■ TASK INSTRUCTIONS
The lines below that include "position" are to be found and copied.

■ DATA PROVIDED
....
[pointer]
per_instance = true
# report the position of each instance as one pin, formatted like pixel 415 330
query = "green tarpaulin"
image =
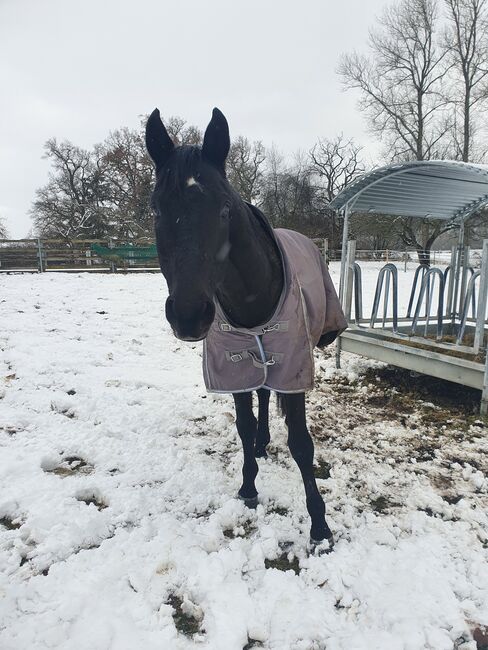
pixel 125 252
....
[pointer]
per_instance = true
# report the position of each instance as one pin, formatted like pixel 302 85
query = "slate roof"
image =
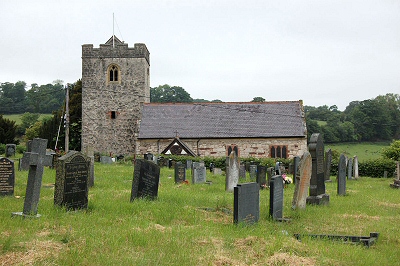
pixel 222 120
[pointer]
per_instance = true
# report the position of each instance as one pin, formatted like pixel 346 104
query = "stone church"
....
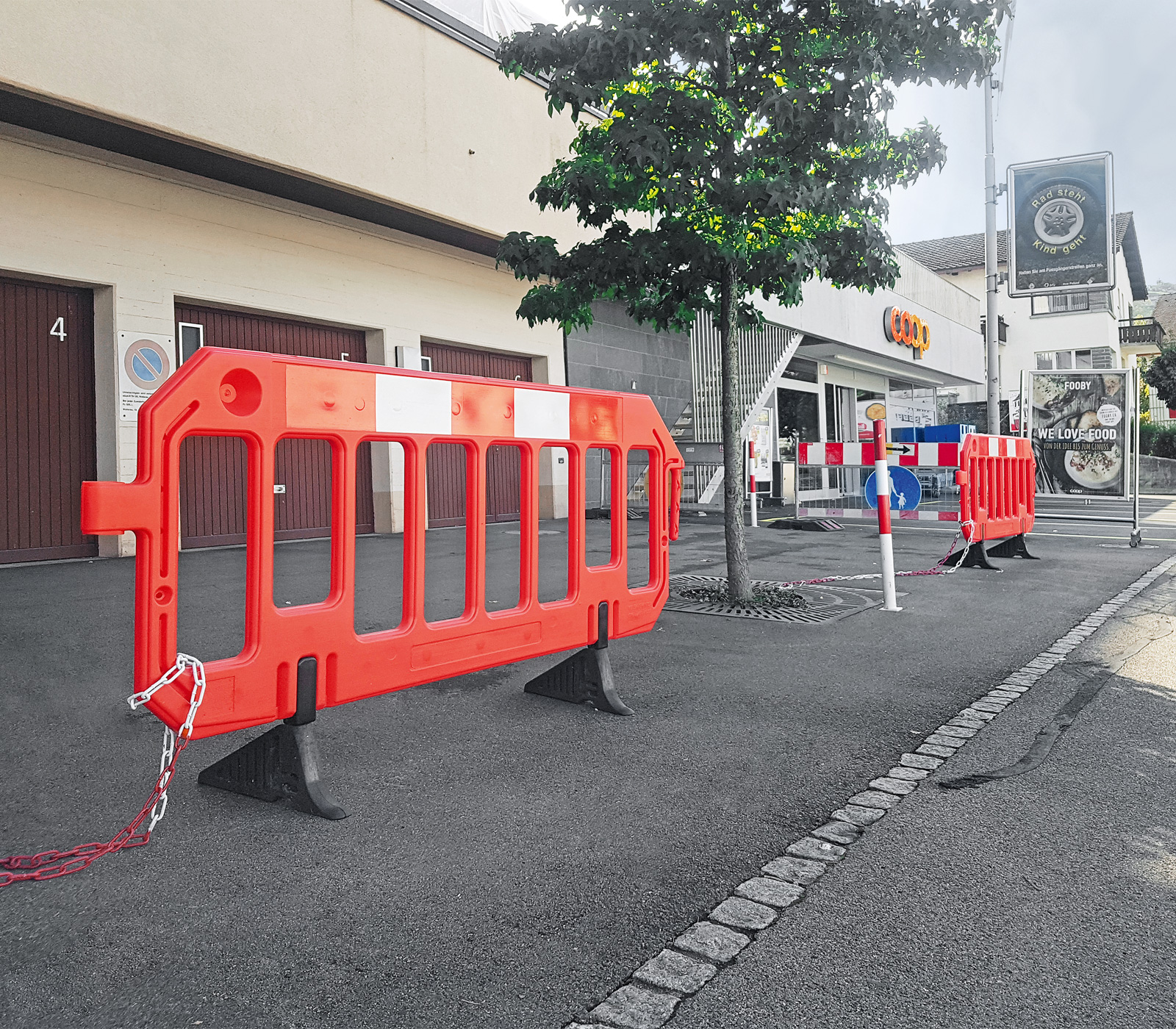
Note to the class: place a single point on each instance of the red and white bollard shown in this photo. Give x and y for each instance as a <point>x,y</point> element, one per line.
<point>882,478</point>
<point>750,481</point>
....
■ TASK RESULT
# report the position of each instance as one pin, formatted like pixel 415 330
# report the position of each instance as one pin, formatted like pixel 302 85
# report the position of each instance as one pin, formatted like pixel 346 104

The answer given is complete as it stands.